QUOTED TEXT =>
One of the greatest advantages a young investor has is time. Investing legend Peter Lynch, who saw average annual returns of 29% during his tenure managing Fidelity's Magellan fund from 1977 to 1990, encourages all investors to start investing young by saving money in a retirement account. The advantage of putting your money into a retirement fund, explains Lynch, is allowing the miracle of compound interest to occur without paying taxes. "Start saving early," says Lynch, "and the numbers are amazing."
If you start by investing $1,200 in the stock market every year and gain an average of 9% annually -- the stock market's historical average annual return -- your portfolio would grow to a total of $121,136 after 25 years. If you continued investing $1,200 annually and earning 9% each year for another 15 years -- adding new money to your investments for a total of 40 years -- your total portfolio would be worth $479,642.

GIVEN PROBLEM 1 =>
Translate this sentence from the passage on investing young into Spanish: "One of the greatest advantages a young investor has is time."
GIVEN PROBLEM 2 =>
List every distinct dollar amount mentioned in the passage on investing young.
GIVEN PROBLEM 3 =>
Continue the passage on investing young, picking up after its final sentence.

(Collected data entries)
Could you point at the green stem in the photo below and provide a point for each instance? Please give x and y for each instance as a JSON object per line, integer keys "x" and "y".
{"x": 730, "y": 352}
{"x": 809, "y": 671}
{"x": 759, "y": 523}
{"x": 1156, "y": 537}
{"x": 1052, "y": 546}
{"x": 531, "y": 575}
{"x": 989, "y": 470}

RIGHT ANSWER 1 =>
Una de las mayores ventajas que tiene un inversor joven es el tiempo.

RIGHT ANSWER 2 =>
$1,200
$121,136
$479,642

RIGHT ANSWER 3 =>
Time is clearly on the side of younger investors. The above example demonstrates why Peter Lynch suggests you start saving and investing in a retirement account now. Starting to add funds to a Roth IRA at age 20, versus waiting until you are 30 or 35 years old, could mean a difference of hundreds of thousands (or even millions) of dollars by the time you retire. The longer you wait to start saving for retirement, the bigger a financial hole you're digging yourself.
Invest in what you know
In addition to time, younger investors should make use of Peter Lynch's "invest in what you know" philosophy. "The worst thing you can do," contends Lynch, "is invest in companies you know nothing about."
The greatest investments are often right in front of us throughout our daily lives. I became a student at Berea College in 2010 and will graduate in May. Looking back on my experiences over the past four years, I now realize how many great investments were right in front of me all along. Let me explain.
When I first came to Berea in August 2010, I signed up for Amazon.com's (NASDAQ:AMZN) Amazon Student service. This service gives students the opportunity to receive free two-day shipping on a wide variety of products for dorm rooms, classes, and other college essentials. Jeff Bezos' innovative leadership has helped Amazon expand sales at an average annual rate of 21.46% since 2010 to $74.5 billion in 2013. Amazon's operating cash-flow production increased at an average pace of 11.9% annually since 2010, giving Bezos and company the firepower to continue Amazon's innovative streak.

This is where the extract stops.